* _Your goal_: Please carry on the article about simplifying family travel, starting right after its last line.

Author: Jennifer Sutherland-Miller

5 Steps to Simplify Family Travel

It’s amazing how many people equate having children with the end of their free wheeling traveling days. They trade a backpack for a diaper bag and thumb wistfully through guidebooks while sipping coffee at the bookshop but can’t imagine a world in which they could “go there” with kids. How sad. I suppose it’s no small wonder, the way companies use fear and insecurity to sell everything from safe, “family friendly” holidays to the myriad of crap a parent is made to think is part and parcel of traveling with kids.

I’m here to tell you that it doesn’t have to be that way. You can have your cake and eat it, too. You can have your kids and travel, too. In fact, your kids might just be the best reason you have for hitting the road. Is there any better education for them than walking in the world for a while?

If you’re willing to change the way you think about kids and modify your expectation from travel, you’ll find that the world opens up and welcomes family travelers with open arms. Travel with kids does not have to mean Disney World, and it does not have to mean misery either. Here are five steps to empower families and simplify family travel:

1. Prepare at home

Perhaps the biggest point of failure for parents traveling with young children comes when a routine loving child is pulled out of his comfy home shell and thrown into a sea of sights and sounds under prepared. Foods change, biorhythms change, there are noises, lights, and activities that are unfamiliar and a little scary sometimes. These are the very things that adults love about travel, and the very thing that freaks the little people out. Think ahead about these things and spend a few weeks preparing your child at home for the changes he or she will face on the road. You’re not going to magically have a child who eats only white things at home suddenly be happily slurping kimchee on holiday.

If you’re willing to change the way you think about kids and modify your expectation from travel, you’ll find that the world opens up and welcomes family travelers with open arms.

Cultivate flexibility

If you’ve got your eye on growing a little traveler, create a home life that mirrors the real world.  Change things up nutritionally and with your child’s schedule. Create opportunities to practice flexibility: sleep in a tent in the back yard or a hammock on the deck, shift bedtimes once in a while, eat your way around the world at home, and practice trying new things.

Unplug

If your kid can’t happily self maintain at home, I promise you that he won’t on the road either.  There is a place for video games and DVD players, but there’s a place for the absence of them as well. Resist the urge to simplify your life by plugging in your child. Instead, work on cultivating contentment and comfortable interaction with your child. You don’t want your kid to be the one we saw playing his gameboy at the coliseum in Rome; trust me.
 
Do you want to travel more with your family?
 
Play Games

One great way to prepare your child for the discomforts of real travel is by playing games at home.

  • Have an “electricity free” evening once a week and practice making your own fun without modern devices.

* _Dataset entries_:
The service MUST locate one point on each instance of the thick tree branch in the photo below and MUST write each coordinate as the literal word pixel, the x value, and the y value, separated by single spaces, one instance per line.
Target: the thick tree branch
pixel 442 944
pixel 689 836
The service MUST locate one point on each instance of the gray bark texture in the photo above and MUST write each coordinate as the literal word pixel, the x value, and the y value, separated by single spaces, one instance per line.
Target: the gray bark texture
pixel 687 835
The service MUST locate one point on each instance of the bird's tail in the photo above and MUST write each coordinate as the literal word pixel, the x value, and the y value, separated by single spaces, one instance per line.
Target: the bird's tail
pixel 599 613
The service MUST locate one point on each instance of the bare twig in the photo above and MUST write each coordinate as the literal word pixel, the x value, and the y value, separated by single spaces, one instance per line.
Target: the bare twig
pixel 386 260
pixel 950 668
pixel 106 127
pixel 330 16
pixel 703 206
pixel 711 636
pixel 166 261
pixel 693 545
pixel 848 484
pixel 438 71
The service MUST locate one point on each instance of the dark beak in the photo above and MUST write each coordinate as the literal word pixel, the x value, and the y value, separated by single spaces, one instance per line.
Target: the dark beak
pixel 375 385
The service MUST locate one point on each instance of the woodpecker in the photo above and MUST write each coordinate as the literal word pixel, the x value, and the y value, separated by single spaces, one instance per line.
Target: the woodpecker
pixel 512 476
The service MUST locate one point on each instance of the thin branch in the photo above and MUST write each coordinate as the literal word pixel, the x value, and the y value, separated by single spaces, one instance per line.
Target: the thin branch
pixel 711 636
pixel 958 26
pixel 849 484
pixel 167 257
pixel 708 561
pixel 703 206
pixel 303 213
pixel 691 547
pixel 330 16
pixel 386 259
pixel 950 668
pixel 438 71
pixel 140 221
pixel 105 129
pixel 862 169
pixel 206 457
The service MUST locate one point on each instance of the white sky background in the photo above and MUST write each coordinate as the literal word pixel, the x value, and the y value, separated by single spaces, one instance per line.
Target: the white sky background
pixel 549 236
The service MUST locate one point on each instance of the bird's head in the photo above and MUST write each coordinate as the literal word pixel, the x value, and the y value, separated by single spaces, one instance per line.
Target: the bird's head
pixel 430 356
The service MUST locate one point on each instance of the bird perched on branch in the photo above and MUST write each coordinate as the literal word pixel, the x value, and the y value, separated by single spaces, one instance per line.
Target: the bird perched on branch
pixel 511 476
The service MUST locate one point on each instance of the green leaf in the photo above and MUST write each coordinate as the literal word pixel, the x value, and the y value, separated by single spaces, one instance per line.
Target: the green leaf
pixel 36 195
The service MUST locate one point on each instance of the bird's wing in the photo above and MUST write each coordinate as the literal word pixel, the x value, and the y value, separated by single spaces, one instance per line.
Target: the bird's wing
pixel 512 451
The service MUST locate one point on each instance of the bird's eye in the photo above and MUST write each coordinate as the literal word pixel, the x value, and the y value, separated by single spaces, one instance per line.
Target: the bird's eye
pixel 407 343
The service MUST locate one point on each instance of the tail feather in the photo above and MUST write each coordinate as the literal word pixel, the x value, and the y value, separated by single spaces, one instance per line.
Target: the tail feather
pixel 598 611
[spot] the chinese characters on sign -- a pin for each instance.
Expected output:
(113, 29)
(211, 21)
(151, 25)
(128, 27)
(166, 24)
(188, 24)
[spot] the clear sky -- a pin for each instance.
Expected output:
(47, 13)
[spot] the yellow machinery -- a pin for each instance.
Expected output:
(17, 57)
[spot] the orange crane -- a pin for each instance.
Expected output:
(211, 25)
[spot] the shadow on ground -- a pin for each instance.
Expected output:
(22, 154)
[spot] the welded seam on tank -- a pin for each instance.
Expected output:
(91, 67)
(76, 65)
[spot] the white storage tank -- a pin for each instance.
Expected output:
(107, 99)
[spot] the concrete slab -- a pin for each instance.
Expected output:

* _Output for this task_:
  • Post a sign on your bathroom door that “this bathroom has been transported to Mexico… pay .25 to use and get your toilet paper from the attendant.” Kids think that kind of thing is hilarious, and it will make unusual toileting situations less awkward when you’re off the beaten path.
  • Practice going through security scanners at the airport by using plastic bins on your dining table and then walking through door frames like scanners. Make sure you use a ruler to “wand” your child occasionally when the “scanner” goes off.

Travel Local

Make it a habit to “travel local” and take gradually wider and longer trips within a few hours of your house.

  • Practice museum etiquette and picnicking roadside.
  • Practice leaving the house with nothing but a backpack and finding your way as you go through a day and getting comfortable with the unexpected and unpredictable.
  • Practice sleeping in weird places, eating weird foods, attending cultural events, and being uncomfortable sometimes.

2.  Pack Less

Seriously. PACK. LESS. Parents are notorious for packing too much crap for their progeny. Your child does not need extra shoes, fifty outfits, and three sunhats along with a week’s supply of “kid food” and an over sized bag of entertainment. I promise. How do I know? I have four kids.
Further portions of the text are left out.